§ Text passage
23 February 2006 Edition
Making it up at the Ard Fheis
By John O'Brien
The Sinn Féin Ard Fheis commanded significant media coverage over the weekend but most of it missed the point.
Gerry Moriarty in the Irish Times almost wept with frustration that the Ard Fheis "refused to wobble". The fact that issues like coalition in the South, or policing, were debated openly was beyond his comprehension. For him, there was only one question - were the leadership going to lose?
Of course, the leadership didn't lose, or win, or come neutral. Sinn Féin debated policies and arrived at a collective position. So, Moriarty and the Irish Times just ignored what actually happened and concentrated on smaller points.
For example, on the coalition debate, the idea that options should be kept open with a special delegate Ard Fheis deciding the issue carried the day. Of course there people who didn't agree. That's democracy.
So the Irish Times leads with a secondary motion on coalition referring to the desirability of getting rid of the Offences against the State Act. This was trumpeted as a "setback for the leadership".
Ard Chomhairle speakers carried the day on the two big divisive issues - coalition and policing, and the Irish Times conclusion was that the leadership will find it hard to carry the day at the special conferences!
This is wishful thinking that has nothing to do with the merits of the issues which were debated and is inspired by a desire to see the republican strategy come unstuck.
Don't get me wrong. I have nothing against Gerry Moriarty being bitterly opposed to republicanism. But he shouldn't pretend to be an objective observer when he's nothing of the sort. And the Irish Times shouldn't pose as an impartial paper of record, when it is an active proponent of neo-unionism.
Of course, the Irish Times isn't the worst of them. That accolade has to go to the Sunday Independent. The Sindo actually fumes with frustrated outrage whenever republicans do well, and the fact that Toiréasa Ferris scored brilliantly in her Late Late Show encounter with Pat Kenny riles deeply.

§ Dataset content
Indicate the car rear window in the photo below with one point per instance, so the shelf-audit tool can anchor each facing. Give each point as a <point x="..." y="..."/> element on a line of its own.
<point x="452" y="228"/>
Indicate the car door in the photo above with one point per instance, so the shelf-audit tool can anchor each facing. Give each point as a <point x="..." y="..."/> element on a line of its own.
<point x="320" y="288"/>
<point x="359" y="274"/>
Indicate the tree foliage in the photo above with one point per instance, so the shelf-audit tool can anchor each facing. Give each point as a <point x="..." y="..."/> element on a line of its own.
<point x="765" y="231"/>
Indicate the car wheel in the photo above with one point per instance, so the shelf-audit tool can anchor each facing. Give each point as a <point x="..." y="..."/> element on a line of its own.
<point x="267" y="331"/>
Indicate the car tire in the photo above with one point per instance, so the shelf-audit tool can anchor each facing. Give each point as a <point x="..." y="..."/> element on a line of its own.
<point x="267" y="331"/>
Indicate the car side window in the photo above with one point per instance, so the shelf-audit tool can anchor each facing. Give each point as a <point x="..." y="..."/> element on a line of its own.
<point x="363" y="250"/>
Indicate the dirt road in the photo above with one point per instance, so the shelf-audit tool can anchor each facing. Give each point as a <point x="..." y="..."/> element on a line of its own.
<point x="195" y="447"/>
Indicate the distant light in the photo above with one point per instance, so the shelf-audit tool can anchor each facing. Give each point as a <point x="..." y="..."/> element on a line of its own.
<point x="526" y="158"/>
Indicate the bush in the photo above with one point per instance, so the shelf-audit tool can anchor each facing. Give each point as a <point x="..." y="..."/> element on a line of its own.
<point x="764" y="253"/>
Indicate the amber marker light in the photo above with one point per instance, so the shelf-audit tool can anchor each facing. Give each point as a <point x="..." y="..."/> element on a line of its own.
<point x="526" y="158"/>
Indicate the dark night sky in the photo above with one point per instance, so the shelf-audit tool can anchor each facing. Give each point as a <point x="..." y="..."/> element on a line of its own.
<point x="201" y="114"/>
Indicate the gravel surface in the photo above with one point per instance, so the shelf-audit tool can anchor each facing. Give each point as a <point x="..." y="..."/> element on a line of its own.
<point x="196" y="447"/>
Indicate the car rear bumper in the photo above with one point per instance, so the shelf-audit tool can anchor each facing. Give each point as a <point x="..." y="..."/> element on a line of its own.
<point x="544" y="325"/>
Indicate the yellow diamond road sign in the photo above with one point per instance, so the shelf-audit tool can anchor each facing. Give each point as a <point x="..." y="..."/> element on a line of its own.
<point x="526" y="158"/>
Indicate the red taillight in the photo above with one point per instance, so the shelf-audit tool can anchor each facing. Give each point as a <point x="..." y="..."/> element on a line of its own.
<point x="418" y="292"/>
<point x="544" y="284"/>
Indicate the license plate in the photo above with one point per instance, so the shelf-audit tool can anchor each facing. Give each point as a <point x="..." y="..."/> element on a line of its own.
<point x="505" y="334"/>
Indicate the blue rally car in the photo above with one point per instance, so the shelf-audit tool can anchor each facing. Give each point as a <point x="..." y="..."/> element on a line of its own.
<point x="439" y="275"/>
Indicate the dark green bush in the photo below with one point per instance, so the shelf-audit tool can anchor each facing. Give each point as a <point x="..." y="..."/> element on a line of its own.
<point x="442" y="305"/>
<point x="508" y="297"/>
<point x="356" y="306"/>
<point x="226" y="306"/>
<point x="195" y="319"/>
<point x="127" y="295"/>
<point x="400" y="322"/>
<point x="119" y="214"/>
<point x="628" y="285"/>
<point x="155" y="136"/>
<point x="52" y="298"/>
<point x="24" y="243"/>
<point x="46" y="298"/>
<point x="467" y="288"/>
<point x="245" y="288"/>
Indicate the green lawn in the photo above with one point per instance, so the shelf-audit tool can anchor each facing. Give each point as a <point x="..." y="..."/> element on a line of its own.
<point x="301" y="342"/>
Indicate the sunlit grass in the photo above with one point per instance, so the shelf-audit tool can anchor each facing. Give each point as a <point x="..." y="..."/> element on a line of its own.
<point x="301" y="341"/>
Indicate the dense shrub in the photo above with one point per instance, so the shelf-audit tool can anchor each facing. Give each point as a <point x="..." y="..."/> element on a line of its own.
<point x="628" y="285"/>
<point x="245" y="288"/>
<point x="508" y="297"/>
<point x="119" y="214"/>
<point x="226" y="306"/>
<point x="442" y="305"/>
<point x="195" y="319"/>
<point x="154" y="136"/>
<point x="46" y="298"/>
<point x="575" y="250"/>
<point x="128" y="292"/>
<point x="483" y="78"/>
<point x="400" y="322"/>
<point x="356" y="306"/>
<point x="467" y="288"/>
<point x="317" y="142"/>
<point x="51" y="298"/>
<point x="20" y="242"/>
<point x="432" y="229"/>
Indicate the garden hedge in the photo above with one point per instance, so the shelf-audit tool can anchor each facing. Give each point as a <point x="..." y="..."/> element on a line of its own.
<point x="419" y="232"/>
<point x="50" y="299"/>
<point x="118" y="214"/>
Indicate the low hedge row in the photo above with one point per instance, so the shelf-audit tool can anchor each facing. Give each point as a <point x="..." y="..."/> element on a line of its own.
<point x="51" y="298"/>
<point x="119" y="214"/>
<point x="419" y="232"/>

§ Problem set
[1] Set down the passage of the article on press coverage of the Sinn Féin Ard Fheis starting at "This is wishful" and ending at "strategy come unstuck.".
[2] Return each line of the listing that contains the string "below".

§ Response list
[1]
This is wishful thinking that has nothing to do with the merits of the issues which were debated and is inspired by a desire to see the republican strategy come unstuck.

[2]
Indicate the car rear window in the photo below with one point per instance, so the shelf-audit tool can anchor each facing. Give each point as a <point x="..." y="..."/> element on a line of its own.
Indicate the dark green bush in the photo below with one point per instance, so the shelf-audit tool can anchor each facing. Give each point as a <point x="..." y="..."/> element on a line of its own.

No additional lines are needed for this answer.